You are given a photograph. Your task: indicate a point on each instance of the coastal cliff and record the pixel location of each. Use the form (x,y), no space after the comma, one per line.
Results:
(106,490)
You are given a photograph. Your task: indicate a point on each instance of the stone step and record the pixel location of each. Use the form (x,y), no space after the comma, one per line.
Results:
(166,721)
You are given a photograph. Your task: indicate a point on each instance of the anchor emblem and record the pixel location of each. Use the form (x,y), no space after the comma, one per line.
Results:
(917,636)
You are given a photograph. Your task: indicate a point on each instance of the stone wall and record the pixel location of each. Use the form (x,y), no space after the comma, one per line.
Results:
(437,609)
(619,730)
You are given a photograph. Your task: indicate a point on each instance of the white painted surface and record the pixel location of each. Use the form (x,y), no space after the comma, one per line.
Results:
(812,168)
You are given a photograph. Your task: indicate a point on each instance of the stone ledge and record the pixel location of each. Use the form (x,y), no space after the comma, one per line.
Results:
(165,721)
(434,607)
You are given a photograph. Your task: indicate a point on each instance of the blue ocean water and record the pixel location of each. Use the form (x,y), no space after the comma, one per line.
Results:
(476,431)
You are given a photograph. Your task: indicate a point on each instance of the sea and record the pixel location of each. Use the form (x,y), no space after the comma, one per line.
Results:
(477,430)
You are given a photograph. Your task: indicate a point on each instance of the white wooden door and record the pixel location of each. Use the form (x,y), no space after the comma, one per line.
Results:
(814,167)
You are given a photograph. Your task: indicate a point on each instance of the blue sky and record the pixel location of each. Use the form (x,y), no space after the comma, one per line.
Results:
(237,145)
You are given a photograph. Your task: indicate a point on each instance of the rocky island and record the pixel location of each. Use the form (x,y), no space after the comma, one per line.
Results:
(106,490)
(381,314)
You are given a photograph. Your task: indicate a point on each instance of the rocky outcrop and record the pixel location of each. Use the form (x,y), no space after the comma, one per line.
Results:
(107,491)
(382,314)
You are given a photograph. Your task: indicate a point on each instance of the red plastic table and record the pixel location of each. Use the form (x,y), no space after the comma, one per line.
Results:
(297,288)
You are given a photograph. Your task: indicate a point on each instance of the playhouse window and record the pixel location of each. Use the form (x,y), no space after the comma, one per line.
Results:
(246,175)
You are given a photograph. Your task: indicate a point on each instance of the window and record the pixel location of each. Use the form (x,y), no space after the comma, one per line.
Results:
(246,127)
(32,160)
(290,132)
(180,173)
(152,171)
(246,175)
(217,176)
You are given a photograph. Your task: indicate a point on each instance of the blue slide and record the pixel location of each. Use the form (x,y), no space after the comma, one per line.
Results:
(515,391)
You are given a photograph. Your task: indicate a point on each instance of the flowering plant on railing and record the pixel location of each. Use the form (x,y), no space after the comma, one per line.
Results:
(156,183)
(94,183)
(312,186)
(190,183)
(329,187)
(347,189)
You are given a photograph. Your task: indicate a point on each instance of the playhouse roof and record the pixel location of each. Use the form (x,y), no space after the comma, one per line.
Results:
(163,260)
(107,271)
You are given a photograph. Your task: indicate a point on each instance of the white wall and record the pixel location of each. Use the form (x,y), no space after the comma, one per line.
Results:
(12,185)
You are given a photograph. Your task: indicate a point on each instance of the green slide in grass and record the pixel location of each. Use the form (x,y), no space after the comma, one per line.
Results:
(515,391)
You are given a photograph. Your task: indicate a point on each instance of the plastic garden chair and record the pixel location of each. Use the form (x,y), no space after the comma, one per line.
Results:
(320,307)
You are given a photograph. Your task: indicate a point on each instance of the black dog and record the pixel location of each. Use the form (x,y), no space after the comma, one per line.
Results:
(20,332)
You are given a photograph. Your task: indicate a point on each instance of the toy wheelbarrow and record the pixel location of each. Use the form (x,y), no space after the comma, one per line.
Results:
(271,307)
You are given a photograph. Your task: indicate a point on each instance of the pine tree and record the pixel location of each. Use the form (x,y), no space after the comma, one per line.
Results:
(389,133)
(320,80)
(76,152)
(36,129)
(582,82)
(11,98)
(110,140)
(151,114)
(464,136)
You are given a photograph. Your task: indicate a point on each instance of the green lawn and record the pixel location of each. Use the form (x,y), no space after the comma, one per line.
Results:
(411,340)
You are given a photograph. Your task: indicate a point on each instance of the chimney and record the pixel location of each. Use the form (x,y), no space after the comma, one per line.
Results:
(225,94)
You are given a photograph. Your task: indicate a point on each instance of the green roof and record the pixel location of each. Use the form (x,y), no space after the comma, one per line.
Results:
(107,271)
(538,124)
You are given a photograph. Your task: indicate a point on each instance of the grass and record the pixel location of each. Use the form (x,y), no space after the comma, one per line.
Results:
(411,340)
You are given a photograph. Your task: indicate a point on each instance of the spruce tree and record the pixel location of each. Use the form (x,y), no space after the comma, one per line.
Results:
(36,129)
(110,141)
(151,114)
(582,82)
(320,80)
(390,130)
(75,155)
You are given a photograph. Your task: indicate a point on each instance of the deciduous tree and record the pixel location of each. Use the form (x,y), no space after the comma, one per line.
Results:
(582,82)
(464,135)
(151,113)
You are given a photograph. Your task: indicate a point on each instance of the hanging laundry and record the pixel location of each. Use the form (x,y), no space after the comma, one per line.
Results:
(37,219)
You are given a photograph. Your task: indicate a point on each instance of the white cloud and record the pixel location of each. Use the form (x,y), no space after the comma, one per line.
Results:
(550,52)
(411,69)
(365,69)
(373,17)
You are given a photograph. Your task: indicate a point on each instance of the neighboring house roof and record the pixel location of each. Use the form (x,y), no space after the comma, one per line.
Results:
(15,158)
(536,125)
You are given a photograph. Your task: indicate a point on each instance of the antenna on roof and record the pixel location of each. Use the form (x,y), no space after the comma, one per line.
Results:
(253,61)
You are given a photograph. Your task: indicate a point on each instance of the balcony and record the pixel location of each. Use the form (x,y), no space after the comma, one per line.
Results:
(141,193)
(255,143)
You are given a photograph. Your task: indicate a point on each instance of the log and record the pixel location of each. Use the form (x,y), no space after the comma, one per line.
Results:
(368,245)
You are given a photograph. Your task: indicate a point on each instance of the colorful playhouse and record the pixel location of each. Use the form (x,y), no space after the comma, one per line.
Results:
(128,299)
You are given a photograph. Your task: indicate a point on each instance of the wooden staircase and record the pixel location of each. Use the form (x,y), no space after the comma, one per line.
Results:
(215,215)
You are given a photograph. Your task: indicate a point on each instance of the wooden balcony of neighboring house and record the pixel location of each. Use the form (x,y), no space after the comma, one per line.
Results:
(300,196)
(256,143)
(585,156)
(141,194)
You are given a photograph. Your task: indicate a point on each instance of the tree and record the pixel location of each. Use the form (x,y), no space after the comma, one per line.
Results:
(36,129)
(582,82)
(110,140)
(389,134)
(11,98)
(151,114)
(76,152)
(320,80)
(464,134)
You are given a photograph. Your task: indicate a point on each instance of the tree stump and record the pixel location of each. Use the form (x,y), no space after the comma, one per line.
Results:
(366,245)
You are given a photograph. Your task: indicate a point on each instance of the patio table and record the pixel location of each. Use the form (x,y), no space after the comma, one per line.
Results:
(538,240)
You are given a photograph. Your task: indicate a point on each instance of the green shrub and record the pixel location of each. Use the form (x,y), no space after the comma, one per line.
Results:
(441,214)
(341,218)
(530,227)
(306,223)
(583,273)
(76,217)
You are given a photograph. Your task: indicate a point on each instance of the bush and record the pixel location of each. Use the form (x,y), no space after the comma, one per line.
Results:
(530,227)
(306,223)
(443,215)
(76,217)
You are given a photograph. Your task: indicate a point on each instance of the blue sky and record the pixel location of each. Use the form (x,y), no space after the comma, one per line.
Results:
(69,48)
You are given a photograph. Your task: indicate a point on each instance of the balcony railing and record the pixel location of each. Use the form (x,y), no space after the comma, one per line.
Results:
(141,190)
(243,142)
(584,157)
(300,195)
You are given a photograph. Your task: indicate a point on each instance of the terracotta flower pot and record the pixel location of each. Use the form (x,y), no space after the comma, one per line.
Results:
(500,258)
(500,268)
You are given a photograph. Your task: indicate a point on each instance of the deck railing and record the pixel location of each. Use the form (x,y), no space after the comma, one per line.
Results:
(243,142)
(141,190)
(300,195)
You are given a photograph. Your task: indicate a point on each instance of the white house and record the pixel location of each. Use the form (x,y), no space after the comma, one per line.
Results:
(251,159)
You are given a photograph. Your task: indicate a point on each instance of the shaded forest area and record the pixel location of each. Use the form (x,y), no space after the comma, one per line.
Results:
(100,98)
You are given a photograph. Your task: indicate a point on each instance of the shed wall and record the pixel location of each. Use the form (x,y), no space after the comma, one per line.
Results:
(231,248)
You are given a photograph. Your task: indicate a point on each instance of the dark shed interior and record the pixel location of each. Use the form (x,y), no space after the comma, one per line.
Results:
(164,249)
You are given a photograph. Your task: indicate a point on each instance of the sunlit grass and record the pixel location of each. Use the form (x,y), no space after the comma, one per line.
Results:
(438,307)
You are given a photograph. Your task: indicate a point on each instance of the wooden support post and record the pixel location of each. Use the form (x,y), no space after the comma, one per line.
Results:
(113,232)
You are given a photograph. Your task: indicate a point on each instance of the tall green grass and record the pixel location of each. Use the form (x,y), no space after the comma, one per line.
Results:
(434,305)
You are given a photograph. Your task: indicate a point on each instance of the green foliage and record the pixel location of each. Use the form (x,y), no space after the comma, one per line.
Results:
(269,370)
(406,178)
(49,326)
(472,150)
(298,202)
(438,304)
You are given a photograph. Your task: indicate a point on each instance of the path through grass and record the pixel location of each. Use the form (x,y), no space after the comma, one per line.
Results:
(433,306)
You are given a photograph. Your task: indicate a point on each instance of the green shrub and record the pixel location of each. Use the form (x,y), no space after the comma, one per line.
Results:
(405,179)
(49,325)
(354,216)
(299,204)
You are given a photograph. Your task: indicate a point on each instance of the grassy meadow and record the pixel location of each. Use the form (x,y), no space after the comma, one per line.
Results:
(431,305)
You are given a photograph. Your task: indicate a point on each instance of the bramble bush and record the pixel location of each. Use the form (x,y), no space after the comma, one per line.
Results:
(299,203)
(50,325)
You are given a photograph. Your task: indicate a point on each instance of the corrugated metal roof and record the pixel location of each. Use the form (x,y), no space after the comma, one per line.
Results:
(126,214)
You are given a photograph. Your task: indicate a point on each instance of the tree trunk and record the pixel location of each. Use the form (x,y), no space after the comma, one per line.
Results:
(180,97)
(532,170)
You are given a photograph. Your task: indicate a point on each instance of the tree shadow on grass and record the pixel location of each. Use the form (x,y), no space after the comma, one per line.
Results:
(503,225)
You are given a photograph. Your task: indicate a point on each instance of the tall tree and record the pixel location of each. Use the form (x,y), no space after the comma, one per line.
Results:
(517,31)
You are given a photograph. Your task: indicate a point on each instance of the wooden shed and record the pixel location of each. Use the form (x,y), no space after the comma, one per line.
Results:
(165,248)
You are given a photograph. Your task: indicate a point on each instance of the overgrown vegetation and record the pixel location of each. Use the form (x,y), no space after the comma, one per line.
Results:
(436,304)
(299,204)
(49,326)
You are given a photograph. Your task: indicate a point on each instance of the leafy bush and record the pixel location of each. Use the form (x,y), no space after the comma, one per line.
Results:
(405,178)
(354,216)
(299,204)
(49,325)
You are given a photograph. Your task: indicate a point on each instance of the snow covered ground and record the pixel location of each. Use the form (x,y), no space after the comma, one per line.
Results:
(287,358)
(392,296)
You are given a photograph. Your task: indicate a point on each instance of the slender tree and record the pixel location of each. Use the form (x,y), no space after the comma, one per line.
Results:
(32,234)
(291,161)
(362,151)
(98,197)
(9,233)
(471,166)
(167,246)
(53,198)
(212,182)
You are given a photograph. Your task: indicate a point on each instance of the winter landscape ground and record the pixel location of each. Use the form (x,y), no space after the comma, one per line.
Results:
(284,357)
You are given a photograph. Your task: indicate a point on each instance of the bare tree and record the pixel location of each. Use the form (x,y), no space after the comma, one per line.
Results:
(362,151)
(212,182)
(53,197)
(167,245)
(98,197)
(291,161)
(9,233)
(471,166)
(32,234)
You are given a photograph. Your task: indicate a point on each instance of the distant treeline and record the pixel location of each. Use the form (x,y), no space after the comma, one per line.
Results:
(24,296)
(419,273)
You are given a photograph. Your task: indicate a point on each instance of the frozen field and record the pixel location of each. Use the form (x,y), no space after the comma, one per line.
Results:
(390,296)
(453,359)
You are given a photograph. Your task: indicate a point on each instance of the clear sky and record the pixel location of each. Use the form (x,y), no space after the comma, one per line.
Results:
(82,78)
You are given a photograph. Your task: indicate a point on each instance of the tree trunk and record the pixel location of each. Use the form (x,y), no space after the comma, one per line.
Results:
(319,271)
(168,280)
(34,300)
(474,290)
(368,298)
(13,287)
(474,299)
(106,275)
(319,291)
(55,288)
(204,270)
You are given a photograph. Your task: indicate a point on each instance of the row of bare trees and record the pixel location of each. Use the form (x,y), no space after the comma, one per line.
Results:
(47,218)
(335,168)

*****

Work to do: Starting at the line that contains "of the distant", retype each line through the end of the listing above and nothing else.

Task response:
You are given a photograph. Your task: indicate a point on each instance of the distant treeline and record the pixel location of each. Use the form (x,y), no space after the comma, one per line.
Results:
(24,296)
(419,273)
You are given a photograph. Your task: indicate a point on each instance of the frozen field and record the pixel location of each. Use the form (x,y), no space after the comma, one per line.
Results:
(390,296)
(453,359)
You are given a photograph. Your task: indicate a point on each instance of the clear sky and record the pixel location of each. Use the form (x,y), no space after the comma, one per line.
Results:
(82,78)
You are given a photograph. Your task: indicate a point on each instance of the tree trunk and record the pixel location of each. Use the form (x,y), no space after the comma, one per line.
Results:
(319,271)
(168,280)
(34,300)
(474,290)
(368,298)
(13,287)
(474,299)
(106,275)
(319,291)
(55,288)
(204,270)
You are given a photograph. Your task: indicate a point on each instance of the row of bare trees and record the pixel location of each. Use the form (x,y), no space after the comma, one per line.
Results:
(47,218)
(335,168)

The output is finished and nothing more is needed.